■ GOAL OF THE EXERCISE:
Revise the following entries by replacing every occurrence of "rectangle" with "bounding box", leaving all other text unchanged.

■ SOURCE RECORDS:
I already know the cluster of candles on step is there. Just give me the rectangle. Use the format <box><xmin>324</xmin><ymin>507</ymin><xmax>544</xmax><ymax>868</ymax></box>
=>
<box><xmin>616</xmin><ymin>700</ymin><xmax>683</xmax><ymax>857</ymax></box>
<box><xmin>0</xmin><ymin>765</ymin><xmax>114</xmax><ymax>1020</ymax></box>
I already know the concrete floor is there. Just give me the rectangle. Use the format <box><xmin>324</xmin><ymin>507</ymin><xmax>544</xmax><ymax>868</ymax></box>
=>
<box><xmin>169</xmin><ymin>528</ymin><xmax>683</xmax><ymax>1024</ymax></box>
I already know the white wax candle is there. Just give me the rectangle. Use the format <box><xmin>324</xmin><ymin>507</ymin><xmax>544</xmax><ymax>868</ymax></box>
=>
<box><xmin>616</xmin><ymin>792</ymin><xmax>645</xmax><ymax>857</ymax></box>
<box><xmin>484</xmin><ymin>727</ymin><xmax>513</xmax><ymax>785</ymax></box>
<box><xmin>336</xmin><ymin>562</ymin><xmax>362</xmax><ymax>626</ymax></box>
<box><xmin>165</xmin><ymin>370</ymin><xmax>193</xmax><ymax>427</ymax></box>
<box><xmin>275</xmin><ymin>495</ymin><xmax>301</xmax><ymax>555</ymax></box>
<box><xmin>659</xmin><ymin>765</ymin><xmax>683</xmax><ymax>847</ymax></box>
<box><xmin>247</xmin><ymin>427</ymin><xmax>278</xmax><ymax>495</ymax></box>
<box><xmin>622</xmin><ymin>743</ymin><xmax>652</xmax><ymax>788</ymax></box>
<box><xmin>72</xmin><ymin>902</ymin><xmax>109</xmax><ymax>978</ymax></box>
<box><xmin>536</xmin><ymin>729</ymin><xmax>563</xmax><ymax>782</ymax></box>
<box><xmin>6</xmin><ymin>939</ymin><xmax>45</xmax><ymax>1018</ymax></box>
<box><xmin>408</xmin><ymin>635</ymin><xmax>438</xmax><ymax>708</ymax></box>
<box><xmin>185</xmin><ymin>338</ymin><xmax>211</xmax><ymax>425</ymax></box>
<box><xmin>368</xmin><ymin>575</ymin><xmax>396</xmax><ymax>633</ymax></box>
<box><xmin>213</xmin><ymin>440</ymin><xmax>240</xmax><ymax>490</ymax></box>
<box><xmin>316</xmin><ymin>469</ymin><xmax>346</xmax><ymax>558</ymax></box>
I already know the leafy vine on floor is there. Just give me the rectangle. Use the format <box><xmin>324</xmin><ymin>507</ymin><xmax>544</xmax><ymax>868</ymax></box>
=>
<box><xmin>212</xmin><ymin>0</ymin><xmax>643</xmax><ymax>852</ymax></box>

■ RESPONSE:
I already know the cluster of candles on step is there. Just give me the bounding box. Use the format <box><xmin>324</xmin><ymin>507</ymin><xmax>544</xmax><ymax>868</ymax></box>
=>
<box><xmin>616</xmin><ymin>700</ymin><xmax>683</xmax><ymax>857</ymax></box>
<box><xmin>0</xmin><ymin>765</ymin><xmax>114</xmax><ymax>1020</ymax></box>
I already know the concrete floor is there. Just give me the bounding box. Use the format <box><xmin>324</xmin><ymin>507</ymin><xmax>544</xmax><ymax>868</ymax></box>
=>
<box><xmin>169</xmin><ymin>528</ymin><xmax>683</xmax><ymax>1024</ymax></box>
I already know the white wax candle is there. Just give me the bounding box. Use the format <box><xmin>324</xmin><ymin>507</ymin><xmax>544</xmax><ymax>868</ymax></box>
=>
<box><xmin>616</xmin><ymin>792</ymin><xmax>645</xmax><ymax>857</ymax></box>
<box><xmin>484</xmin><ymin>727</ymin><xmax>513</xmax><ymax>785</ymax></box>
<box><xmin>336</xmin><ymin>562</ymin><xmax>362</xmax><ymax>626</ymax></box>
<box><xmin>165</xmin><ymin>370</ymin><xmax>193</xmax><ymax>427</ymax></box>
<box><xmin>275</xmin><ymin>495</ymin><xmax>301</xmax><ymax>555</ymax></box>
<box><xmin>659</xmin><ymin>765</ymin><xmax>683</xmax><ymax>847</ymax></box>
<box><xmin>247</xmin><ymin>427</ymin><xmax>278</xmax><ymax>495</ymax></box>
<box><xmin>622</xmin><ymin>743</ymin><xmax>652</xmax><ymax>788</ymax></box>
<box><xmin>72</xmin><ymin>902</ymin><xmax>109</xmax><ymax>978</ymax></box>
<box><xmin>536</xmin><ymin>729</ymin><xmax>563</xmax><ymax>782</ymax></box>
<box><xmin>6</xmin><ymin>939</ymin><xmax>45</xmax><ymax>1018</ymax></box>
<box><xmin>408</xmin><ymin>635</ymin><xmax>438</xmax><ymax>708</ymax></box>
<box><xmin>185</xmin><ymin>338</ymin><xmax>211</xmax><ymax>425</ymax></box>
<box><xmin>368</xmin><ymin>575</ymin><xmax>396</xmax><ymax>633</ymax></box>
<box><xmin>213</xmin><ymin>440</ymin><xmax>240</xmax><ymax>490</ymax></box>
<box><xmin>316</xmin><ymin>469</ymin><xmax>346</xmax><ymax>558</ymax></box>
I already know the leafy vine on floor is there. Just give me the bounding box. Use the format <box><xmin>324</xmin><ymin>507</ymin><xmax>544</xmax><ymax>868</ymax></box>
=>
<box><xmin>212</xmin><ymin>0</ymin><xmax>643</xmax><ymax>852</ymax></box>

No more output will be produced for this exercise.